WHAT THE TASK REQUIRES ::
Identify all lines in the data containing the string "bark". Copy them out.

[[ GIVEN DATA, beginning ]]

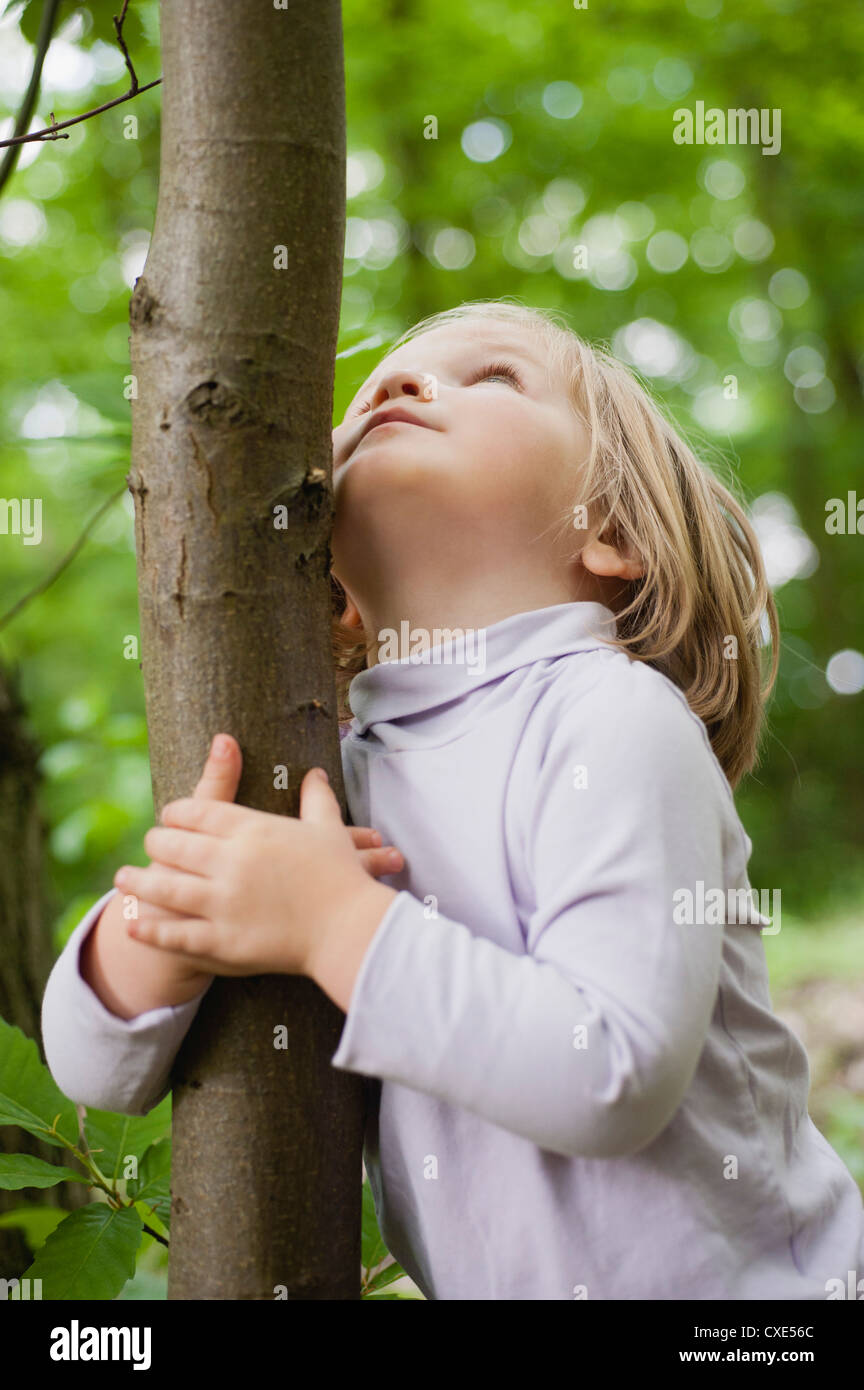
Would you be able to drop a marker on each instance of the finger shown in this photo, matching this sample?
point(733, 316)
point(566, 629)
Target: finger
point(165, 888)
point(221, 773)
point(188, 849)
point(317, 799)
point(189, 937)
point(379, 862)
point(364, 837)
point(217, 818)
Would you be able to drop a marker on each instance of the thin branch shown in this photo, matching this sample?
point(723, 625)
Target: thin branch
point(63, 563)
point(46, 32)
point(50, 131)
point(156, 1235)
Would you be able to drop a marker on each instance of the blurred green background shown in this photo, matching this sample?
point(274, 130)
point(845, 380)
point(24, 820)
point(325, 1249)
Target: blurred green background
point(732, 280)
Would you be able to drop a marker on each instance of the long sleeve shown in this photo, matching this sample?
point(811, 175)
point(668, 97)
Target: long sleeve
point(586, 1043)
point(96, 1057)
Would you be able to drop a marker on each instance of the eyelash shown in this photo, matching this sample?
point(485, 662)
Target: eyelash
point(495, 369)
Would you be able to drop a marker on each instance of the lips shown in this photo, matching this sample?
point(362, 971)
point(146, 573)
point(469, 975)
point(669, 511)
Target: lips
point(395, 416)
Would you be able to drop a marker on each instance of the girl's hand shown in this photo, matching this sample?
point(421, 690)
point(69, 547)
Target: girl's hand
point(239, 891)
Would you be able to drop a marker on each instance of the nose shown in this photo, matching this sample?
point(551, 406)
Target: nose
point(404, 382)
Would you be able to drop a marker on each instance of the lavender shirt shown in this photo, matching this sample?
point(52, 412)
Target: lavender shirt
point(582, 1091)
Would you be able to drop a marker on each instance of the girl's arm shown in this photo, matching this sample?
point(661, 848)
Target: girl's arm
point(586, 1043)
point(97, 1058)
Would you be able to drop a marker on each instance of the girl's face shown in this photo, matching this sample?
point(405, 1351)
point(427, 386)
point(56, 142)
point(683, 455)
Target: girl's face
point(474, 478)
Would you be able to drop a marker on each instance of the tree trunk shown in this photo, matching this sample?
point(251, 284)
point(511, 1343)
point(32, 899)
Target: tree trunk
point(25, 947)
point(232, 360)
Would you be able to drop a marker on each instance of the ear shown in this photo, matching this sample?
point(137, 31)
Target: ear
point(352, 615)
point(616, 559)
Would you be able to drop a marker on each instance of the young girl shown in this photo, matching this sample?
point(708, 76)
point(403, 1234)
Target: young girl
point(549, 624)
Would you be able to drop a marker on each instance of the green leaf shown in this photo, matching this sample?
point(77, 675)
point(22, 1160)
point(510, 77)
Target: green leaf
point(104, 392)
point(353, 366)
point(89, 1255)
point(386, 1276)
point(372, 1247)
point(117, 1136)
point(36, 1222)
point(153, 1182)
point(29, 1096)
point(25, 1171)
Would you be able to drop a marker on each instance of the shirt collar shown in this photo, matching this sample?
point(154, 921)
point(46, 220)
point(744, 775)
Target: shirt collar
point(454, 667)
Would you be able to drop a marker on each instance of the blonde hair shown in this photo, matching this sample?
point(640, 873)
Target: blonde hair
point(696, 613)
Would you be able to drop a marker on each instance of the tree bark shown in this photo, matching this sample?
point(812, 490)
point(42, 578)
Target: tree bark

[[ GIVEN DATA, end ]]

RESPONSE TO THE TASK ::
Would you be able to drop a marker on each instance of the tree bark shown in this photo, matching this sample?
Target: tree bark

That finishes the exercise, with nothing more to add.